EXERCISE DESCRIPTION >> Collect every line in the records below that holds the word "slope".

Rows from a dataset >>
'''

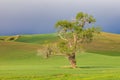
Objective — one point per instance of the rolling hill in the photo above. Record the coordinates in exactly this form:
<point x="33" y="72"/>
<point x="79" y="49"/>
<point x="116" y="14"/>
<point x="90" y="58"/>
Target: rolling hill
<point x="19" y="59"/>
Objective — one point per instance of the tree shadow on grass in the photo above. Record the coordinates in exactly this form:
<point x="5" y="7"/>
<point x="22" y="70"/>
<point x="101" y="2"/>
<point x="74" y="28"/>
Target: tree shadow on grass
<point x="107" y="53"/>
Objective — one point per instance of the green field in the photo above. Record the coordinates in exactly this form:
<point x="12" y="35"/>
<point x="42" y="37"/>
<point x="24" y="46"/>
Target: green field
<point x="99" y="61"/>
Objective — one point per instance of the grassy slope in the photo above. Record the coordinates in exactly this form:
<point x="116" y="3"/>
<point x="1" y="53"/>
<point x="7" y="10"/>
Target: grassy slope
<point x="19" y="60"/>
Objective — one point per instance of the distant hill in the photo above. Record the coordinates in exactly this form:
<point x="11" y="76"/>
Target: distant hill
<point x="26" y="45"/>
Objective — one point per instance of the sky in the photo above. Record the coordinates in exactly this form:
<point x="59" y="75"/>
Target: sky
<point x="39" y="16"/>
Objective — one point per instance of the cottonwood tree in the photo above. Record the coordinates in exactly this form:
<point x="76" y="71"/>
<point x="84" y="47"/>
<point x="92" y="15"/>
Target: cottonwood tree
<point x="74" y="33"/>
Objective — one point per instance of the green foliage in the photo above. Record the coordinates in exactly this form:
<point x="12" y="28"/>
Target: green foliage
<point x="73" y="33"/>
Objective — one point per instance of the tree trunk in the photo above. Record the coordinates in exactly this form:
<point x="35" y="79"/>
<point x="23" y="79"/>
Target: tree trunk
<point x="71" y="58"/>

'''
'''

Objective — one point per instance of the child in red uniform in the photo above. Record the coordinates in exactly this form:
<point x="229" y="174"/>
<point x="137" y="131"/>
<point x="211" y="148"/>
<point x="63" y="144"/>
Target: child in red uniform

'''
'''

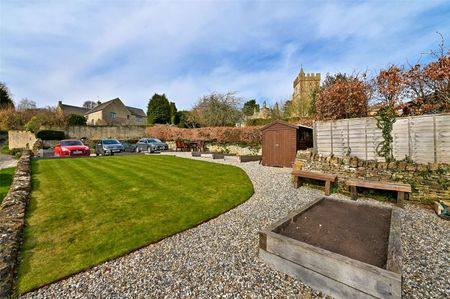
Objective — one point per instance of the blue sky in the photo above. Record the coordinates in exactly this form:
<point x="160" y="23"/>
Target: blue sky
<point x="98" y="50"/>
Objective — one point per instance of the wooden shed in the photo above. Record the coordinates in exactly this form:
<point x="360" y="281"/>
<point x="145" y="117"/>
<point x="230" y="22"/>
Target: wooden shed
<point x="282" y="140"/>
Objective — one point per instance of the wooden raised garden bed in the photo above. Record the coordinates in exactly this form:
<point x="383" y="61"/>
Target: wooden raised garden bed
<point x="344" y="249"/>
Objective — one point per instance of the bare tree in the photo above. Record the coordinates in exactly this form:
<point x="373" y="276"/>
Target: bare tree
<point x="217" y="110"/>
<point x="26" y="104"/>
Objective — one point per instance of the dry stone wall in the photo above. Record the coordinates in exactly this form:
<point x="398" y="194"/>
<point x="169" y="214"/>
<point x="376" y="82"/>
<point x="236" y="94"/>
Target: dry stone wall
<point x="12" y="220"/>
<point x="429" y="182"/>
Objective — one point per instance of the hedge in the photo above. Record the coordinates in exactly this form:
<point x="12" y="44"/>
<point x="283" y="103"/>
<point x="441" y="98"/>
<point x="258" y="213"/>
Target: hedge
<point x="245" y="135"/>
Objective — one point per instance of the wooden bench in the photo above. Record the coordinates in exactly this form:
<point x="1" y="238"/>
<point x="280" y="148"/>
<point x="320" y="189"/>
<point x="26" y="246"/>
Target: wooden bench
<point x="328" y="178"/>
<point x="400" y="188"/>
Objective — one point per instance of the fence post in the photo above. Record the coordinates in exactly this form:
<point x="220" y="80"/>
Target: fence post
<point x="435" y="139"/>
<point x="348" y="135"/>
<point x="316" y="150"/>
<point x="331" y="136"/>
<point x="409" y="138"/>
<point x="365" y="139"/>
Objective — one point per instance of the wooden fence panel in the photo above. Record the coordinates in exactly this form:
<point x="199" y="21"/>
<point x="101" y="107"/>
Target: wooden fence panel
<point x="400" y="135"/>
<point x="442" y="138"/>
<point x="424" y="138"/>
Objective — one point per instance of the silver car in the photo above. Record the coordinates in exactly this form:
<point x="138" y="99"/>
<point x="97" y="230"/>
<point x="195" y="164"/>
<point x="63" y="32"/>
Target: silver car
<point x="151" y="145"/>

'''

THE ANSWER >>
Objective — one point per instance of the grassy slope in the photo above. Record the coordinates in exactly this form:
Target: grassy slope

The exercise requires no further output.